Print every line of the material below again, unchanged and in the same order.

== Listing ==

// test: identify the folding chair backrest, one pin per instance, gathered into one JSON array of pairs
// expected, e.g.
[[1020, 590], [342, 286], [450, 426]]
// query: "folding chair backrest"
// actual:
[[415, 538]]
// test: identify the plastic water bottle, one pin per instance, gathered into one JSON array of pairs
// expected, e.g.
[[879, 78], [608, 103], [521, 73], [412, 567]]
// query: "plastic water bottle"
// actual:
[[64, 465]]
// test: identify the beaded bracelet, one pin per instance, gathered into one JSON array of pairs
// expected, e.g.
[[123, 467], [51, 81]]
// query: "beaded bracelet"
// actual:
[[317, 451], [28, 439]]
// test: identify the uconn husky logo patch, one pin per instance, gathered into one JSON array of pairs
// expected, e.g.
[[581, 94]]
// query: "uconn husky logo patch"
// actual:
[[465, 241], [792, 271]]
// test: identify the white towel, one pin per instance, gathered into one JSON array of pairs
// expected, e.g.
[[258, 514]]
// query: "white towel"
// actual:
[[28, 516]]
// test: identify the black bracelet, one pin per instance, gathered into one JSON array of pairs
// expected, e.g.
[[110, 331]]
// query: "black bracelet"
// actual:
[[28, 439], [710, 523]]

===

◆ **Answer to the task**
// test: identify the folding chair backrest, one pin per instance, gathered into one JSON array of pairs
// expected, e.g.
[[1020, 590], [342, 286], [450, 426]]
// query: "folding chair backrest"
// actual:
[[415, 538]]
// test: identify the plastic water bottle, one pin per instance, gathered into one JSON array of pairs
// expected, e.g.
[[879, 78], [608, 103], [521, 73], [412, 567]]
// query: "plastic water bottle"
// actual:
[[64, 465]]
// test: identify the beaded bracelet, one pin per instance, gathered into one JSON array of pairs
// expected, e.g.
[[123, 467], [51, 81]]
// query: "beaded bracelet"
// actual:
[[317, 451], [28, 439]]
// test: identify the uconn husky logo patch, one pin per instance, gathered into one JSON array of pairs
// expected, e.g.
[[581, 94]]
// query: "uconn husky logo patch"
// actual:
[[465, 241], [792, 271]]
// test: identify the white towel, one pin per instance, gathered into one JSON array of pairs
// expected, e.g.
[[258, 514]]
// query: "white towel"
// actual:
[[28, 516]]
// test: identify the black bracelet, one pin per instance, gathered into one JSON array of pairs
// expected, e.g.
[[110, 331]]
// query: "black bracelet"
// actual:
[[28, 439], [710, 523]]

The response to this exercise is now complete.